What you should do – Please rewrite all of the lines below as a JSON list of strings, one string per line, with blank lines skipped. Leave any pictures out of your answer.

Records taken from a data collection
******************************

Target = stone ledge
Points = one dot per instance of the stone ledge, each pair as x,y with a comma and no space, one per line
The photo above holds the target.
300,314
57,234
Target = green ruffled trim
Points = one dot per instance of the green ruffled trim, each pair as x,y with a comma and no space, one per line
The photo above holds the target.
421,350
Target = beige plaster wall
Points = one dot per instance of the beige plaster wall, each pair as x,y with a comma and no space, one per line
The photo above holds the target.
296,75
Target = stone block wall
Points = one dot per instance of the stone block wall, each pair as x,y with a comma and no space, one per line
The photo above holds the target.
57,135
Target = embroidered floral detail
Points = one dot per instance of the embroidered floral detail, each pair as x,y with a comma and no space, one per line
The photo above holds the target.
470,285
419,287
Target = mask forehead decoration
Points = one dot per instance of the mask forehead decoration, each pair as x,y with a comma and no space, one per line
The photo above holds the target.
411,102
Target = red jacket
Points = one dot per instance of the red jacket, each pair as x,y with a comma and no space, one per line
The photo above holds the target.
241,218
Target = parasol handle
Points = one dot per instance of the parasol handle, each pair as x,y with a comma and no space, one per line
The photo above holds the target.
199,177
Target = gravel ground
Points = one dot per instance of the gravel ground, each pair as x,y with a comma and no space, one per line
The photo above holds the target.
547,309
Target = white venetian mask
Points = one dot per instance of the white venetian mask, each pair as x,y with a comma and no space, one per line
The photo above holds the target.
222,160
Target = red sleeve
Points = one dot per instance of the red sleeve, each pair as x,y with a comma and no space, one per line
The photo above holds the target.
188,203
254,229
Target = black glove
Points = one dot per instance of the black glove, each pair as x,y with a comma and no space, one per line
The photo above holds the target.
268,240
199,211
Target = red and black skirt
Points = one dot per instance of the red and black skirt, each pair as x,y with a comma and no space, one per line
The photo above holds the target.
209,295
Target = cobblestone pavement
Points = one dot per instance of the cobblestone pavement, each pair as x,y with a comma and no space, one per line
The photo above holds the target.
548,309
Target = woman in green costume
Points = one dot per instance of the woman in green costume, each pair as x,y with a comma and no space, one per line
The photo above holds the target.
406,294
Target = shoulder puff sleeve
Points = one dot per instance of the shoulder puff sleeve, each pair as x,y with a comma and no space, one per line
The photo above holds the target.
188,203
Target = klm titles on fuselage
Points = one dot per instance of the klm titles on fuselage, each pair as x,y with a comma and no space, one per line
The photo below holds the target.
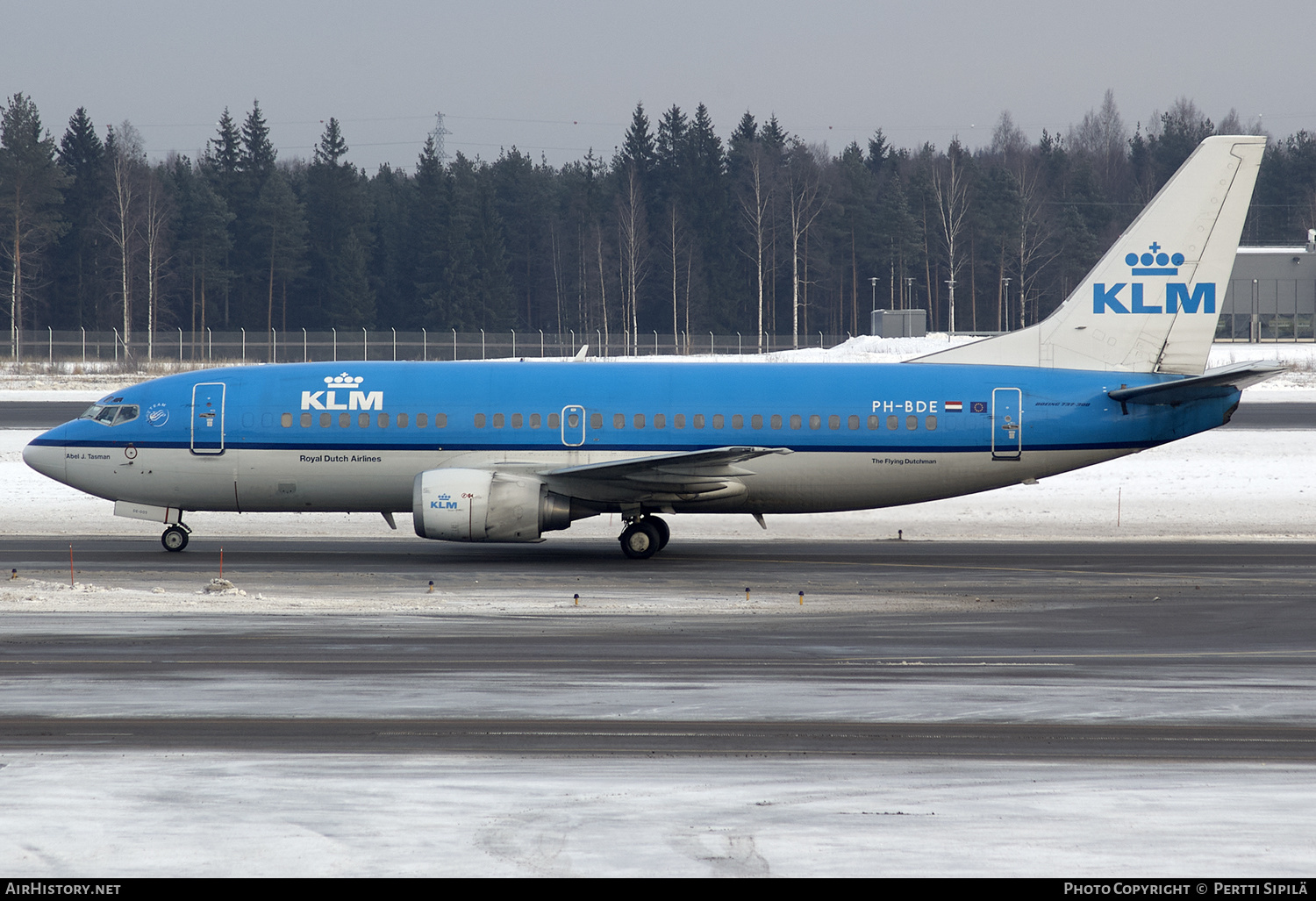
328,397
1200,299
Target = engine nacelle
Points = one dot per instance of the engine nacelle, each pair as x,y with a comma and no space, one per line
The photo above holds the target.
483,505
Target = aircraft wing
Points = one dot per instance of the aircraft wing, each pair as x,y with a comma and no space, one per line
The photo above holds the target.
1212,383
671,476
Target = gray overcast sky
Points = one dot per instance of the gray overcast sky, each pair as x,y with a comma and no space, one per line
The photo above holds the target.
558,78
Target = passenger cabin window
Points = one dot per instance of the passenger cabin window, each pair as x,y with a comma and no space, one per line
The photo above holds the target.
111,415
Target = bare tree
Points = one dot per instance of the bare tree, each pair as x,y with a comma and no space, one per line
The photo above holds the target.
755,202
634,250
805,184
950,189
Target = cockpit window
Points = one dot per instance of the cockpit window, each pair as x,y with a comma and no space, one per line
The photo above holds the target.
111,415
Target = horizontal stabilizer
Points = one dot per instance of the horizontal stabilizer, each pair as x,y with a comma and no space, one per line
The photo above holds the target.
1212,383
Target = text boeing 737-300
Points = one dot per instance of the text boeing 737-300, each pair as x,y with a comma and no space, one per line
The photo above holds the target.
504,451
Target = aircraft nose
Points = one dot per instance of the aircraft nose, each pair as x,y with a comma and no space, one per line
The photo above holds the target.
46,455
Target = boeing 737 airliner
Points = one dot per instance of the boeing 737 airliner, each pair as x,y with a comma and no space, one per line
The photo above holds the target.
504,451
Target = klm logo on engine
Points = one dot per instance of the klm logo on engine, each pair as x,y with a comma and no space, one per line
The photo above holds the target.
340,389
1200,299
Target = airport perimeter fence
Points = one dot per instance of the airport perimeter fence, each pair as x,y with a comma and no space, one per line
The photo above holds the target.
226,347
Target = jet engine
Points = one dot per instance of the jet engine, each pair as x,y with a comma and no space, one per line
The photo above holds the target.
486,505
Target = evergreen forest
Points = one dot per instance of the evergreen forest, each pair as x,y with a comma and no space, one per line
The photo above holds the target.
679,233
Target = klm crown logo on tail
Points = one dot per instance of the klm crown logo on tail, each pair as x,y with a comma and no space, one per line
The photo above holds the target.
1177,295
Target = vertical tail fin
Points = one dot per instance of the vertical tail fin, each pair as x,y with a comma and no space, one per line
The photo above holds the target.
1152,302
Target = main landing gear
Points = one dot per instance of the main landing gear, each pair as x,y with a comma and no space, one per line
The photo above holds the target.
644,537
175,537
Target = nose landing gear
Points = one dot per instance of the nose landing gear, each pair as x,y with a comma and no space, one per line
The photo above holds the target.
175,537
644,537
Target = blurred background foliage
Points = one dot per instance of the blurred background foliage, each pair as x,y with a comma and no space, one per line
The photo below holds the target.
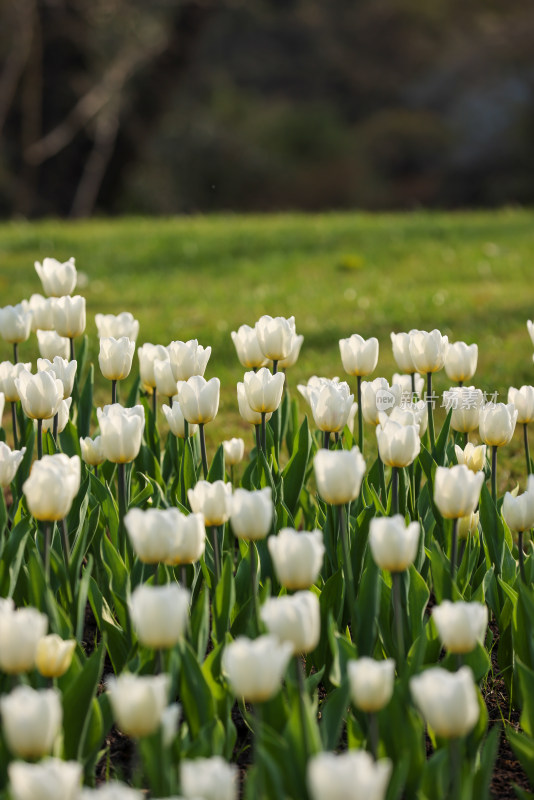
173,106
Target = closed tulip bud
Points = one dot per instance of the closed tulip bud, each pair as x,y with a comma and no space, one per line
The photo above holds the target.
212,500
255,668
53,656
297,557
40,394
138,702
371,683
400,343
199,399
457,490
175,419
10,461
116,326
234,450
148,354
20,631
248,348
398,445
115,357
379,397
291,359
460,625
69,315
209,778
275,336
58,278
264,390
160,614
188,359
331,405
42,313
51,344
92,452
393,543
63,370
250,416
353,774
339,474
474,457
447,700
52,486
465,402
8,376
295,619
50,779
518,512
496,423
31,720
121,432
359,355
15,322
523,400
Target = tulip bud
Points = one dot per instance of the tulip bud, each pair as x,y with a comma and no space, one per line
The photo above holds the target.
58,278
447,700
115,357
393,544
15,322
199,399
255,668
20,631
297,557
264,390
175,419
121,432
352,774
115,327
69,315
339,474
160,614
209,778
461,361
50,778
460,625
234,450
295,619
51,344
31,720
138,702
212,500
275,336
371,683
518,512
496,423
457,490
54,655
10,461
359,356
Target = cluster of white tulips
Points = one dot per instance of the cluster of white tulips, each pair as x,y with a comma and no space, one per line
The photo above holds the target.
210,596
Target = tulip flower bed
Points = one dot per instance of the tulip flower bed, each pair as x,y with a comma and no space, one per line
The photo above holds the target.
297,619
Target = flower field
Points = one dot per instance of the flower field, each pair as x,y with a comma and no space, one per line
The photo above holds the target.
320,607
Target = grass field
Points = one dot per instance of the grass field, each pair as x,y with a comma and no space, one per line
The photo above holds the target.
469,274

******************************

Response to the task –
[
  "Target = stone ledge",
  "Points = one dot per instance of the stone ledge, each pair as x,y with a comma and no space, one per line",
  "The photo above holds the target.",
  "300,314",
  "57,234",
  "Target = green ruffled trim",
  "Points = one dot per instance of the green ruffled trim, each pair as x,y with a comma and no space, one per line",
  "The photo above holds the target.",
  "421,350",
  "Target = beige plaster wall",
  "Points = one dot per instance of the beige plaster wall, each pair as x,y with a comma and no space, one per line",
  "The photo above holds the target.",
  "296,75",
  "Target = stone block wall",
  "Points = one dot per instance of the stone block wall, each pair as x,y with a comma and no space, one per line",
  "The photo above holds the target.",
  "57,135",
  "Target = embroidered floral detail",
  "Points = one dot per instance of the embroidered floral detail, each pair as x,y with a comma and no space, one per line",
  "The photo above holds the target.",
  "470,285",
  "419,287",
  "Target = mask forehead decoration",
  "Points = one dot per instance of the mask forehead decoration, each pair as x,y with a comma and no space, one per line",
  "The photo above holds the target.",
  "411,102",
  "Target = red jacket",
  "Points = one dot per instance of the red jacket, each pair as x,y with a comma and no space, one per line",
  "The photo above holds the target.",
  "241,218",
  "Target = parasol handle",
  "Points = one dot per instance of the parasol handle, each pair as x,y with a comma and no space, one per line",
  "The photo above holds the target.",
  "199,177",
  "Target = gravel ground",
  "Points = one dot per instance of the gravel ground, each pair as x,y with a comma and no space, one per line",
  "The photo above holds the target.",
  "547,309",
  "Target = white venetian mask",
  "Points = one dot per instance of the white venetian mask, each pair as x,y with a comma and no space, one per line",
  "The photo above holds the target.",
  "222,160",
  "Target = red sleeve",
  "Points = one dot per instance of the red sleeve, each pair as x,y with a comma and no space, one per line",
  "The photo above holds the target.",
  "188,203",
  "254,229",
  "Target = black glove",
  "Points = one dot per instance of the black glove, each pair as x,y with a comma and no space, one per line",
  "The photo above holds the target.",
  "268,240",
  "199,211",
  "Target = red and black skirt",
  "Points = one dot per instance of the red and black skirt, each pair as x,y with a comma and no space, one per line",
  "The photo above holds the target.",
  "209,295",
  "Target = cobblestone pavement",
  "Points = one dot per instance of the cobblestone pavement, each pair as x,y with a comma and no space, one per line",
  "The photo above holds the target.",
  "548,309",
  "Target = woman in green costume",
  "Points = one dot per instance of the woman in green costume, each pair as x,y with a comma and no space, one per line",
  "The photo above holds the target.",
  "406,294",
  "Target = shoulder puff sleeve",
  "Points = one dot per instance of the shoulder puff sleeve, each pair as x,y with a comma and no space, one per line",
  "The photo above holds the target.",
  "188,203",
  "Target = klm titles on fuselage",
  "Points = one dot per instance of the klm titles on fuselage, each pair as x,y with a comma and no space, one per line",
  "The photo below holds the target.",
  "328,397",
  "1200,299",
  "Target = engine nacelle",
  "Points = one dot per instance of the engine nacelle, each pair as x,y with a comma and no space, one per line",
  "The photo above holds the target.",
  "483,505",
  "Target = aircraft wing",
  "Points = one dot per instance of the aircraft wing, each pair as x,y with a comma and no space, one per line",
  "The photo above holds the target.",
  "1212,383",
  "671,476",
  "Target = gray overcast sky",
  "Points = one dot per instance of the gray overcast sky, each pair as x,y with a comma and no space, one per line",
  "The photo above holds the target.",
  "558,78",
  "Target = passenger cabin window",
  "Points = one dot per instance of the passenger cabin window, each pair as x,y with a comma and no space, one per line",
  "The photo above holds the target.",
  "111,415",
  "Target = bare tree",
  "Points = one dot per instance of the bare tree, each pair as x,y with a comma and no space, one per line",
  "The photo above holds the target.",
  "755,202",
  "634,250",
  "805,184",
  "950,189",
  "Target = cockpit window",
  "Points = one dot per instance of the cockpit window, each pair as x,y with a comma and no space, one per line",
  "The photo above holds the target.",
  "111,415",
  "Target = horizontal stabilizer",
  "Points = one dot per instance of the horizontal stabilizer, each pair as x,y with a comma and no space, one per line",
  "The photo above holds the target.",
  "1212,383",
  "Target = text boeing 737-300",
  "Points = one dot per instance of the text boeing 737-300, each pair as x,y with a comma and no space, one per line",
  "The photo above holds the target.",
  "504,451",
  "Target = aircraft nose",
  "Points = one dot per instance of the aircraft nose, each pair as x,y with a comma and no space, one per line",
  "The photo above holds the target.",
  "46,455",
  "Target = boeing 737 airliner",
  "Points = one dot per instance of the boeing 737 airliner, each pair as x,y with a comma and no space, one per line",
  "The photo above holds the target.",
  "504,451",
  "Target = klm logo on engine",
  "Points = one dot per instance of the klm logo on engine, each pair as x,y with a comma and no space, one per line",
  "The photo above holds the target.",
  "340,389",
  "1200,299",
  "Target = airport perimeter fence",
  "Points = one dot per instance of the airport perimeter fence, each pair as x,y with a comma and no space, one per line",
  "The photo above holds the target.",
  "226,347",
  "Target = jet engine",
  "Points = one dot per instance of the jet engine, each pair as x,y with a comma and no space, one per line",
  "The photo above holds the target.",
  "486,505",
  "Target = evergreen forest",
  "Points = one dot per instance of the evergreen forest, each pair as x,y with a comma and no space, one per line",
  "The photo above holds the target.",
  "679,233",
  "Target = klm crown logo on tail",
  "Points = one dot per instance of the klm crown logo on tail, each pair as x,y with a comma and no space, one per line",
  "The photo above holds the target.",
  "1177,295",
  "Target = vertical tail fin",
  "Points = one dot per instance of the vertical tail fin, each pair as x,y with a comma and no space, one per line",
  "The photo above holds the target.",
  "1152,302",
  "Target = main landing gear",
  "Points = one dot per instance of the main landing gear, each pair as x,y with a comma and no space, one per line",
  "The photo above holds the target.",
  "644,537",
  "175,537",
  "Target = nose landing gear",
  "Points = one dot per instance of the nose landing gear, each pair as x,y with a comma and no space, one per line",
  "The photo above holds the target.",
  "175,537",
  "644,537",
  "Target = blurred background foliage",
  "Points = one dot per instance of the blurred background foliage, each pair as x,y with a comma and no space, one per line",
  "The photo below holds the target.",
  "173,106",
  "Target = closed tulip bud",
  "Points = one dot per instance of the closed tulip bud, each pair as x,y with a comma and no space, one per line",
  "The photo above holds the target.",
  "212,500",
  "255,668",
  "53,656",
  "297,557",
  "40,394",
  "138,702",
  "371,683",
  "400,343",
  "199,399",
  "457,490",
  "175,419",
  "10,461",
  "116,326",
  "234,450",
  "148,354",
  "20,631",
  "248,348",
  "398,445",
  "115,357",
  "379,397",
  "291,359",
  "460,625",
  "69,315",
  "209,778",
  "275,336",
  "58,278",
  "264,390",
  "160,614",
  "188,359",
  "331,405",
  "42,313",
  "51,344",
  "92,452",
  "393,543",
  "63,370",
  "250,416",
  "353,774",
  "339,474",
  "474,457",
  "447,700",
  "52,486",
  "465,402",
  "8,376",
  "295,619",
  "50,779",
  "518,512",
  "496,423",
  "31,720",
  "121,432",
  "359,355",
  "15,322",
  "523,400",
  "Target = tulip bud",
  "Points = one dot per instance of the tulip bud, each pair as x,y with a comma and no space, one per line",
  "The photo above holds the target.",
  "58,278",
  "447,700",
  "115,357",
  "393,544",
  "15,322",
  "199,399",
  "255,668",
  "20,631",
  "297,557",
  "264,390",
  "175,419",
  "121,432",
  "352,774",
  "115,327",
  "69,315",
  "339,474",
  "160,614",
  "209,778",
  "461,361",
  "50,778",
  "460,625",
  "234,450",
  "295,619",
  "51,344",
  "31,720",
  "138,702",
  "212,500",
  "275,336",
  "371,683",
  "518,512",
  "496,423",
  "457,490",
  "54,655",
  "10,461",
  "359,356",
  "Target = cluster of white tulips",
  "Points = one dot per instance of the cluster of white tulips, each pair as x,y with a comma and no space, one per line",
  "The photo above holds the target.",
  "210,596",
  "Target = tulip flower bed",
  "Points = one dot per instance of the tulip flower bed, each pair as x,y with a comma and no space, one per line",
  "The photo above holds the target.",
  "297,619",
  "Target = flower field",
  "Points = one dot per instance of the flower field, each pair as x,y with a comma and no space, one per line",
  "The photo above holds the target.",
  "320,607",
  "Target = grass field",
  "Points = one dot per instance of the grass field, each pair as x,y with a comma and no space, one per line",
  "The photo above holds the target.",
  "469,274"
]